Pick out every line below that contains the string "truck", and copy each of those lines.

---------- Given information

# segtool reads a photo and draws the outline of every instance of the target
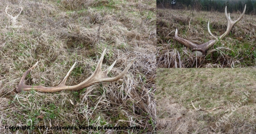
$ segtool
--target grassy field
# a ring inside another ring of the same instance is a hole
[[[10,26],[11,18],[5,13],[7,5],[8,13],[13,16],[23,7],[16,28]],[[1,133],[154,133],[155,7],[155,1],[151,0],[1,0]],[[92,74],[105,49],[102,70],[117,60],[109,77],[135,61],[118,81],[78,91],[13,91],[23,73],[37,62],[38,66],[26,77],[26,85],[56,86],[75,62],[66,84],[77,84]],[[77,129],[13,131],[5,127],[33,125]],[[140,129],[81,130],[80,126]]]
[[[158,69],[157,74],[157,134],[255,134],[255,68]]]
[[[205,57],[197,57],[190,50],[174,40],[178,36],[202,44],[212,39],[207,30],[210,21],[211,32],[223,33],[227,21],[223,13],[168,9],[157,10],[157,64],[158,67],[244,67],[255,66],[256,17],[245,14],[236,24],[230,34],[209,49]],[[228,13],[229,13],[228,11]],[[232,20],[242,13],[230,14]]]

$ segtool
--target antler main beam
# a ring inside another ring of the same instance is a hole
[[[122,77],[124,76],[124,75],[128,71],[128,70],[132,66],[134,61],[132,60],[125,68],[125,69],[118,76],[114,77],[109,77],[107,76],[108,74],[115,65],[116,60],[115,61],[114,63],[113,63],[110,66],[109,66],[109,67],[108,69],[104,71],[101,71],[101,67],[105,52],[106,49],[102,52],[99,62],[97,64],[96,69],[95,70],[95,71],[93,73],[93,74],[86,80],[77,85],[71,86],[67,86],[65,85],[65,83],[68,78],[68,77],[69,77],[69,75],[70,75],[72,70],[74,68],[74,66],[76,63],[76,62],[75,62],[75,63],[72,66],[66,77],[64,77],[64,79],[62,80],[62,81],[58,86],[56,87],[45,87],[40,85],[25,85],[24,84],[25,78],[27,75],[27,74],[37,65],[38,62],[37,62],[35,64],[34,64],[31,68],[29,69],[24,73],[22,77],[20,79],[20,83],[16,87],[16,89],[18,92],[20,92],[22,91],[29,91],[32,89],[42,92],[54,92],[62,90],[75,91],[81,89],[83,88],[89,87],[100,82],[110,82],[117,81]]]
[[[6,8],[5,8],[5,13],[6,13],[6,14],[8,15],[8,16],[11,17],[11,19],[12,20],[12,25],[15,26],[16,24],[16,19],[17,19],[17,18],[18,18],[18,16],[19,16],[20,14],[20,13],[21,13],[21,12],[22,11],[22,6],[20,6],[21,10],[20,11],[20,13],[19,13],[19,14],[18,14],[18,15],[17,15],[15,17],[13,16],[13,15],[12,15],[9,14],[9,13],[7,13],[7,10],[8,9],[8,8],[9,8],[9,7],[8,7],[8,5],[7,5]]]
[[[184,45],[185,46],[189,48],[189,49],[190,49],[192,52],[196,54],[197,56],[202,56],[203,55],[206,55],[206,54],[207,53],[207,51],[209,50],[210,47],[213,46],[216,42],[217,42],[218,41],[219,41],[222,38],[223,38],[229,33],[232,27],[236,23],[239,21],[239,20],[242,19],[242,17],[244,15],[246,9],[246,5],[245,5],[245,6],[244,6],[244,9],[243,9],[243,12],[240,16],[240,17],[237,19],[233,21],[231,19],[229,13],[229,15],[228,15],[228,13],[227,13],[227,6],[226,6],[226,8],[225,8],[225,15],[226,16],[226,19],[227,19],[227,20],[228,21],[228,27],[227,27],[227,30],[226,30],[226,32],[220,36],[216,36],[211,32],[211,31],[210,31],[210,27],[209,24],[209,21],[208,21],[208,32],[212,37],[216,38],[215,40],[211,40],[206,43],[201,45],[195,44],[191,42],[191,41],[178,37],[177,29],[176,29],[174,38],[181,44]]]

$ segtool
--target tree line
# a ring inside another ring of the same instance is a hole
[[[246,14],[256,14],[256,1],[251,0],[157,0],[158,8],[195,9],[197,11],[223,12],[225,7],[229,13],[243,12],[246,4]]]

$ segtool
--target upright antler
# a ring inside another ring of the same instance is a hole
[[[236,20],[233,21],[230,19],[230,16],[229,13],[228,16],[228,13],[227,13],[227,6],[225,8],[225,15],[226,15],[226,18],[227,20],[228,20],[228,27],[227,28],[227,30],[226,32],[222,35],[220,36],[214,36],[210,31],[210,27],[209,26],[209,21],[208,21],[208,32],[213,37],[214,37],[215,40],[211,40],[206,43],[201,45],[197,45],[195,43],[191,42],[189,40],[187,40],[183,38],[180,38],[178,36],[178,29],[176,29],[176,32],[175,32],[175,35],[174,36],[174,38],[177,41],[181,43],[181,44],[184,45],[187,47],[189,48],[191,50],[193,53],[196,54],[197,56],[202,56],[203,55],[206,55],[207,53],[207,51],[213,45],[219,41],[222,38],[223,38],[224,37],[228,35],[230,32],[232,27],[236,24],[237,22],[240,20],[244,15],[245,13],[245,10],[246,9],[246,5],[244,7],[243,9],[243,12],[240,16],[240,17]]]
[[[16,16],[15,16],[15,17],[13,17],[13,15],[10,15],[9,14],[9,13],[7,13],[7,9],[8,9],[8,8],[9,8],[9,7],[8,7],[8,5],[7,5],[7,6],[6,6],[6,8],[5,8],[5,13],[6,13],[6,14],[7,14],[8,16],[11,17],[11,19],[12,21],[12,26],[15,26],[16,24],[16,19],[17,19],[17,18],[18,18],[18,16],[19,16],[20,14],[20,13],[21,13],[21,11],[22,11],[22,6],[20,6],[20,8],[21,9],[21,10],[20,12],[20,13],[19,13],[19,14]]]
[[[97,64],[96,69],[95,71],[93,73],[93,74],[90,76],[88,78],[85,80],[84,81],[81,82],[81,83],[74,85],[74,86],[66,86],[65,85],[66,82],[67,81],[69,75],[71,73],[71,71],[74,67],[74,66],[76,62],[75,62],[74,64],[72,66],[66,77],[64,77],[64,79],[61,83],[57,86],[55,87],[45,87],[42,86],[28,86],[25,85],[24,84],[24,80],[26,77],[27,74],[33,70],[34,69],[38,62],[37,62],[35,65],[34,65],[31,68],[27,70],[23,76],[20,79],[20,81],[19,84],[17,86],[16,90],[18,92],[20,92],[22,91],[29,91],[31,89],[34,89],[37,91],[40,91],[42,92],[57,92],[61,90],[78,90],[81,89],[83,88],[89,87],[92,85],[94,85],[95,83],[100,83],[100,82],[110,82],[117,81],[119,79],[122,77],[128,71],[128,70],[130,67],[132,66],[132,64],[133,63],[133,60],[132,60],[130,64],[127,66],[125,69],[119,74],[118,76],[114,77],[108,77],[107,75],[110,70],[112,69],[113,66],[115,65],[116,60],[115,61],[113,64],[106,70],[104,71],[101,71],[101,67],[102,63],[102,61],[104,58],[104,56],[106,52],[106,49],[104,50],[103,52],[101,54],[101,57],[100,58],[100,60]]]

--------------------
---------- Given information

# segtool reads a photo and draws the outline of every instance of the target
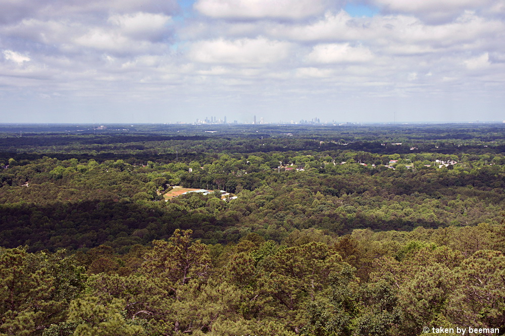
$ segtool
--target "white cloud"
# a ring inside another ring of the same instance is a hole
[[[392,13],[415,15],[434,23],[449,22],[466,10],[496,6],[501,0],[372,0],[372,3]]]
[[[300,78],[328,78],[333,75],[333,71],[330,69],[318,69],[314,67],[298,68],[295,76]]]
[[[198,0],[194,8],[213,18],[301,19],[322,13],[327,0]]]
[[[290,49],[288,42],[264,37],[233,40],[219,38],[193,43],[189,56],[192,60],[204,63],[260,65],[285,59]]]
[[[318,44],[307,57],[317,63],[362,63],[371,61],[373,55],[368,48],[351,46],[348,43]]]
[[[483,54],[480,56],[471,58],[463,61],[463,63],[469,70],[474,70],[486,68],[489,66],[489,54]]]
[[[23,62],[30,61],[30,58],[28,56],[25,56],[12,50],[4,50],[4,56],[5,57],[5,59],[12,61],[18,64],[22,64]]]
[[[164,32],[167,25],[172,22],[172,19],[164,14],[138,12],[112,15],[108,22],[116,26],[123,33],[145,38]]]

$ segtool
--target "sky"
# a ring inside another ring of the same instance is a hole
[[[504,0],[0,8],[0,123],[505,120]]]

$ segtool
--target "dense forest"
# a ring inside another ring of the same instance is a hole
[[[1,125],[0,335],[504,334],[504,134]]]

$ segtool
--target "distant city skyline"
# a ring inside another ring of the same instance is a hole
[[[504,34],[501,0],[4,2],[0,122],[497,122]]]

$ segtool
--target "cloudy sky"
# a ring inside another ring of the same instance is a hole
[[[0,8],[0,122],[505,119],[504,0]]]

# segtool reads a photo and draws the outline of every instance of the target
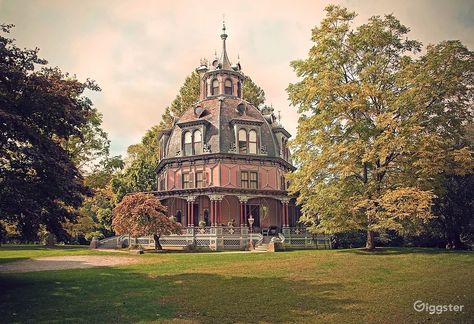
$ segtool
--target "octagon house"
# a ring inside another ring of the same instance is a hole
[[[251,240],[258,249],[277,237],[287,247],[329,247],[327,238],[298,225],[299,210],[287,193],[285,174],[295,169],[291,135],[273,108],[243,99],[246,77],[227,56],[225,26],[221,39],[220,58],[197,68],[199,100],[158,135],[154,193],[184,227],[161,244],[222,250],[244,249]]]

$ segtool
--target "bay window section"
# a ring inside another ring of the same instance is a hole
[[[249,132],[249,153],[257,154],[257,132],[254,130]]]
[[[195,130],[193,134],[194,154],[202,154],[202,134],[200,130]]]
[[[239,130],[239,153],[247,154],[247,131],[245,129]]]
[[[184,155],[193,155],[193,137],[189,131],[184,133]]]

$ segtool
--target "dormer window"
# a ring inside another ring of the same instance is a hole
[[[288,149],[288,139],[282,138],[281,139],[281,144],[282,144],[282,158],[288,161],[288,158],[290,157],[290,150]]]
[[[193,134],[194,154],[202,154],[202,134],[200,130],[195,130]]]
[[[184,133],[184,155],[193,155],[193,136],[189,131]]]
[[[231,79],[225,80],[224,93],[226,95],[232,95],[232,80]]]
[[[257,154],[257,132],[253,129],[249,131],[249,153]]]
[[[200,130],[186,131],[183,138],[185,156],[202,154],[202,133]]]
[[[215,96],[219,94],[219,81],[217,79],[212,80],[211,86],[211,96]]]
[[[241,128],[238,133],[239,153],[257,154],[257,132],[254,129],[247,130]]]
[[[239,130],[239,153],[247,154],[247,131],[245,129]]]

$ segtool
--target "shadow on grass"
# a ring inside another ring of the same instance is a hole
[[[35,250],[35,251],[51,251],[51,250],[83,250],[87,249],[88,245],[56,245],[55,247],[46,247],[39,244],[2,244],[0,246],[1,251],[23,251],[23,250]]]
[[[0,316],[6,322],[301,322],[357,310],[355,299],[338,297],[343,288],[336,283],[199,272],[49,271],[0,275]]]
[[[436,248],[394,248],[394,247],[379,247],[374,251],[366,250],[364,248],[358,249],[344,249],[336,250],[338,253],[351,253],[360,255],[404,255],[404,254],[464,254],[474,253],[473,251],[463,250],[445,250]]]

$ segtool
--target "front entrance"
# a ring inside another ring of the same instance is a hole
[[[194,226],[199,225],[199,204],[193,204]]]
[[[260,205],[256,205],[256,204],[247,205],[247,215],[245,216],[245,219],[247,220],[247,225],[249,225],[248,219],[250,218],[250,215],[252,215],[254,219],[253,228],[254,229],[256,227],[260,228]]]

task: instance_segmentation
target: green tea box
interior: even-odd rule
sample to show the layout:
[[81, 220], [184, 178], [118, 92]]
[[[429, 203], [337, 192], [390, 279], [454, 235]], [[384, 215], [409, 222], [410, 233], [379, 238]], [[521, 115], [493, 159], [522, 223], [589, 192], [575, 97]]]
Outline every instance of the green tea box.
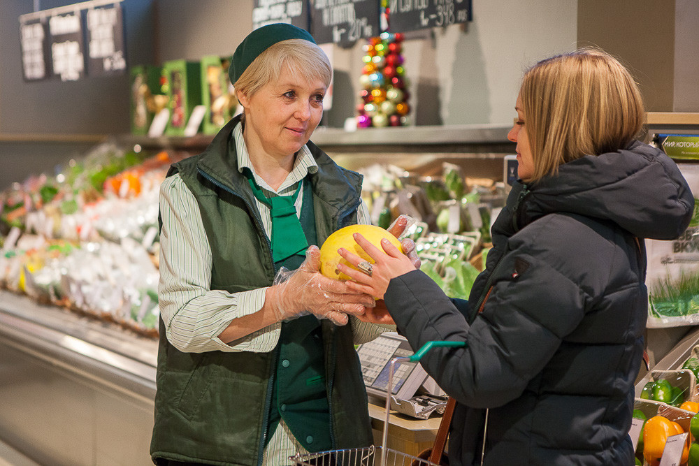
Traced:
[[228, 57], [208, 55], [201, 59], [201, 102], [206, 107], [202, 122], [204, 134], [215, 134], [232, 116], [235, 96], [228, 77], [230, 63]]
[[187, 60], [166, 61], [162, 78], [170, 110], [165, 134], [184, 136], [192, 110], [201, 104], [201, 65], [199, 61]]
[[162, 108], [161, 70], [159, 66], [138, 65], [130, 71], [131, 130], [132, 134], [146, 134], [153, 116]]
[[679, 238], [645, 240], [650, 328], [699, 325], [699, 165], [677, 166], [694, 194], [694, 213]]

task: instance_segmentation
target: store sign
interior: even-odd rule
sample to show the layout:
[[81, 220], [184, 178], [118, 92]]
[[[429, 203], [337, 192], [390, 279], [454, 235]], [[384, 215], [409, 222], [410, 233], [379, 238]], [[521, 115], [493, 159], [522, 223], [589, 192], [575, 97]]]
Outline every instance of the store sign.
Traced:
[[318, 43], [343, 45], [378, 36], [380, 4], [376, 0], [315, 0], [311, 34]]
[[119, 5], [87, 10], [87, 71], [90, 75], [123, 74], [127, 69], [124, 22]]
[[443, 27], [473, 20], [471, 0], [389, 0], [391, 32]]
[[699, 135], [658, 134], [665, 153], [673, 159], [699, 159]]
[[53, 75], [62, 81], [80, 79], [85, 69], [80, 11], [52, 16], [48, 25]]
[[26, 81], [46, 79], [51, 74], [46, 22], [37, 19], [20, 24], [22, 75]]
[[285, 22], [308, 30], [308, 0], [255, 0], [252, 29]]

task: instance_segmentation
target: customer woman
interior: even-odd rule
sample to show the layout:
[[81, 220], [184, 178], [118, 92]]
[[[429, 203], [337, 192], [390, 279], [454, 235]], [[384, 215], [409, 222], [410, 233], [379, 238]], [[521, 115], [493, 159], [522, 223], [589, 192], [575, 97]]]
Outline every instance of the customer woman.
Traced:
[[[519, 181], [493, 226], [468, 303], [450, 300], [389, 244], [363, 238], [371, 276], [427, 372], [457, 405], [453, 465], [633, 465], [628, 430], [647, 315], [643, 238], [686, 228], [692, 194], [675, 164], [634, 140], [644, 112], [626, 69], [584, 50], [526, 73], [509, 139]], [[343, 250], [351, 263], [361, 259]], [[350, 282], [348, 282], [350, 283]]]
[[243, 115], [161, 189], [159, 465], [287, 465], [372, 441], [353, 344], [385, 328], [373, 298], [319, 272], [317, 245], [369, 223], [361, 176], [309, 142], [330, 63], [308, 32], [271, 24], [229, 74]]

--------------------
---------- Given information

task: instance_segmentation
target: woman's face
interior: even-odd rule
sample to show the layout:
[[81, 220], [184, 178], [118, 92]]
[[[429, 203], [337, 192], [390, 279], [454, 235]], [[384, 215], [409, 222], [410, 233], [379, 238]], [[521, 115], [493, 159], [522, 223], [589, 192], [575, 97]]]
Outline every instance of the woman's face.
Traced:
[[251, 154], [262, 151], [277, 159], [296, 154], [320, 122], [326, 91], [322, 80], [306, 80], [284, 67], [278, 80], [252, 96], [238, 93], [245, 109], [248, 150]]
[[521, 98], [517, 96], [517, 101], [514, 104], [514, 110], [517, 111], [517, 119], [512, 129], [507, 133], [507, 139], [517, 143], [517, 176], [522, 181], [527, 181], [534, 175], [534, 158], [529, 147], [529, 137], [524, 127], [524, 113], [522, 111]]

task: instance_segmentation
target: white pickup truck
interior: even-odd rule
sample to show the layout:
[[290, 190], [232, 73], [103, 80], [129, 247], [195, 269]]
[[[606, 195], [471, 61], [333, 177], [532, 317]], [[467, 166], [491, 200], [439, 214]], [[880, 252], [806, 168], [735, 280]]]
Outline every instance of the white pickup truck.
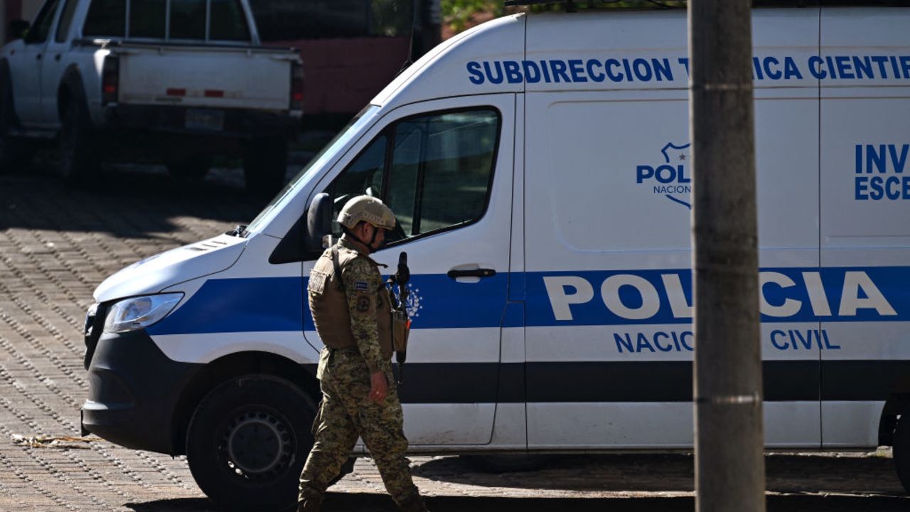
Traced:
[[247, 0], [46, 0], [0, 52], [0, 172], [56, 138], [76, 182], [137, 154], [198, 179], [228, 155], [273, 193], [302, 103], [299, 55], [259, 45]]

--------------------

## Final result
target: white pickup truck
Outline every instance of the white pickup truck.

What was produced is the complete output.